_Exercise inputs_:
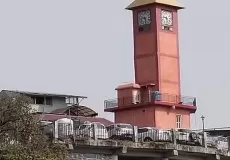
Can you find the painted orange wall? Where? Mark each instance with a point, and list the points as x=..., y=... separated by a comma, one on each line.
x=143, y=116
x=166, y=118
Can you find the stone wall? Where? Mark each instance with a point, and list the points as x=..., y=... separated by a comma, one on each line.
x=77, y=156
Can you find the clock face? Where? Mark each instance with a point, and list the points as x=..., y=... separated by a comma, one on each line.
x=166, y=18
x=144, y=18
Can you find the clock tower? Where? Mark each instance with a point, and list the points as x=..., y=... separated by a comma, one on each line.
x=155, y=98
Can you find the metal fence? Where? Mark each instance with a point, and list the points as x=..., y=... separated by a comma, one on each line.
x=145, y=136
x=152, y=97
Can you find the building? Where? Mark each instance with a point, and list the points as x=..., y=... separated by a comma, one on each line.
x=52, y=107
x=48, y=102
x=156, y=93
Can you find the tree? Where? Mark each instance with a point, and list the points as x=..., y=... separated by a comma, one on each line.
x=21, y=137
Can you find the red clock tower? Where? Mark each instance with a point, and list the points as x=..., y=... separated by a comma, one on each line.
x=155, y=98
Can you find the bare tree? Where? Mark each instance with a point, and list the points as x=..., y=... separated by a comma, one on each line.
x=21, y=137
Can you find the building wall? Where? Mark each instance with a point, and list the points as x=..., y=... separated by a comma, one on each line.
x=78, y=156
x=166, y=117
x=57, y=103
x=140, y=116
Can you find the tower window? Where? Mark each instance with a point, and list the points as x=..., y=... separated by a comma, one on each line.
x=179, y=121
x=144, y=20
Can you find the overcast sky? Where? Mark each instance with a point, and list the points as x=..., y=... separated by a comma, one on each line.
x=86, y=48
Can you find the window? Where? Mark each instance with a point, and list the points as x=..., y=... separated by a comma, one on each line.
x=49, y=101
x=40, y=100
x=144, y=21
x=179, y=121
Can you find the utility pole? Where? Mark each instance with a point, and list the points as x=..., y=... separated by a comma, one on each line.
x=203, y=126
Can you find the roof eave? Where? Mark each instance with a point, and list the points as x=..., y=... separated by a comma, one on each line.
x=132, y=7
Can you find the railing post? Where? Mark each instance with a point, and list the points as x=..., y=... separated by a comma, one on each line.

_Exercise task_:
Copy every row above word for word, leaving out the picture.

_Full output_:
Can you find the painted orange wall? Where? Mark each instance with a point, and list the points as x=..., y=... separated by a comma, one on each line.
x=143, y=116
x=166, y=118
Can you find the stone wall? Where? Mark each instance with a point, and list the points as x=..., y=... separated by a comma, one on each line.
x=77, y=156
Can you find the clock face? Where? Mark each instance with a point, and list the points as x=..., y=... separated by a comma, one on each line.
x=166, y=18
x=144, y=18
Can you find the clock tower? Where? Mark each instance with a point, and list the points as x=..., y=... separated by a comma, one on each line.
x=155, y=98
Can you find the metal fence? Where? Mark each instance with a point, and list the points as x=..., y=... separated by a comma, one on each line.
x=145, y=136
x=152, y=97
Can you find the building? Where? Mark each instance with a point, and list the points as x=..., y=... separated by a comma, one on each line.
x=52, y=107
x=48, y=102
x=156, y=93
Can you find the tree? Where? Mark each instance with a point, and list the points as x=..., y=... separated by a comma, one on each line.
x=21, y=137
Can you find the red clock tower? Where? Mark each instance with a point, and list the points as x=..., y=... separated by a comma, one on each line.
x=155, y=98
Can you find the bare tree? Where? Mark each instance with a point, and list the points as x=..., y=... separated by a comma, one on each line.
x=21, y=137
Can you find the building wall? Where? Mark each instance with a point, and list the points as x=..., y=... separated by a comma, one on each line.
x=78, y=156
x=166, y=117
x=57, y=103
x=140, y=116
Can you find the tower window? Where? Mark each instance with a point, and list the points as x=..., y=... separated by a comma, one on each line.
x=179, y=121
x=144, y=20
Can you find the overcast sky? Where? Mark each instance with a point, and list the points as x=..., y=... separated by a comma, one on each line.
x=86, y=48
Can you find the window? Where? Mark each instance with a point, and list the points as x=..., y=... separated by a comma, one on each line.
x=49, y=101
x=40, y=100
x=144, y=21
x=179, y=121
Can you find the utility pole? Where? Mark each instance with a point, and list the points as x=..., y=... separated by a comma, one on each line.
x=203, y=126
Can you find the roof eave? Where? Mark each instance with a point, and list the points as x=..., y=... separated by a comma, one on each line.
x=132, y=7
Can you find the railing post? Where? Mark each instance with a point, and list the points as x=..., y=... separated by a comma, one on each line.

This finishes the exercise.